THE EXERCISE:
Could you pull from the data below every line from the one containing "I'd appreciate your help finding the black knee-high" up to and including the one containing "[307,361,378,610]", reproducing each character for character?

MATERIAL SUPPLIED:
START
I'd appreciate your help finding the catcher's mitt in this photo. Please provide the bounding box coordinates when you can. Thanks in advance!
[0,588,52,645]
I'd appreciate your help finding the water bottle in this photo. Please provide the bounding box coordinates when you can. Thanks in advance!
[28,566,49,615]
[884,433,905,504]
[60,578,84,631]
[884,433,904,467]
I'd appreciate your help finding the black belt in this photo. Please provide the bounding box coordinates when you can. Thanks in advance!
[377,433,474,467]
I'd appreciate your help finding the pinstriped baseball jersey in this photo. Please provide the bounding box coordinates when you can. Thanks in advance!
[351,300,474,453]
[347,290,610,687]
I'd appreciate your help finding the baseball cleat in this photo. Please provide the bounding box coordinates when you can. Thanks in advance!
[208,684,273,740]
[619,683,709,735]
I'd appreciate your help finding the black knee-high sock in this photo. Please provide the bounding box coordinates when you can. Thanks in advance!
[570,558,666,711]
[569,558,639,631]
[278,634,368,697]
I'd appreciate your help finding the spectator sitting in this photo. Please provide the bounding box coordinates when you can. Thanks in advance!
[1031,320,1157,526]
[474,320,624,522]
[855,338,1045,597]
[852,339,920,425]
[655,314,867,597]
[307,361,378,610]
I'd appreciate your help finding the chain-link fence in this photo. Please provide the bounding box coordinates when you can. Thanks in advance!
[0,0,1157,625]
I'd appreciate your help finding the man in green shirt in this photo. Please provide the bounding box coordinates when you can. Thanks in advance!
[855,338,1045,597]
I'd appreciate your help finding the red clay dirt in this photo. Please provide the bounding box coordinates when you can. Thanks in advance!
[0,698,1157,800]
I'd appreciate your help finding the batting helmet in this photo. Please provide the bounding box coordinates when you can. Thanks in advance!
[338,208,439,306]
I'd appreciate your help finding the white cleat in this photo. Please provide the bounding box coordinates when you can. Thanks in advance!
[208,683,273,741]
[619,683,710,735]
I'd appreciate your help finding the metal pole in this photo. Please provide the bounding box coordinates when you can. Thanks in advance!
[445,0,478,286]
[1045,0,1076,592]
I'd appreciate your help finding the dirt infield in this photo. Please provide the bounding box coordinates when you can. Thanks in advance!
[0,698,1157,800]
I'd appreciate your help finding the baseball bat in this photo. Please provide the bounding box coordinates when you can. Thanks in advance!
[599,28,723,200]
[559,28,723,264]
END
ANSWER FOR THE TASK:
I'd appreciate your help finding the black knee-high sock in this photo. Please provide the bounding box coordinates when you can. Thanks in advance!
[570,558,666,711]
[569,558,639,631]
[278,634,368,697]
I'd appreciate your help finding the spectator sitting in this photo. Please provide the bounding box coordinates when you can. Thanks in advance!
[1031,320,1157,526]
[474,320,624,522]
[855,338,1045,597]
[852,339,920,425]
[655,314,867,597]
[307,361,378,610]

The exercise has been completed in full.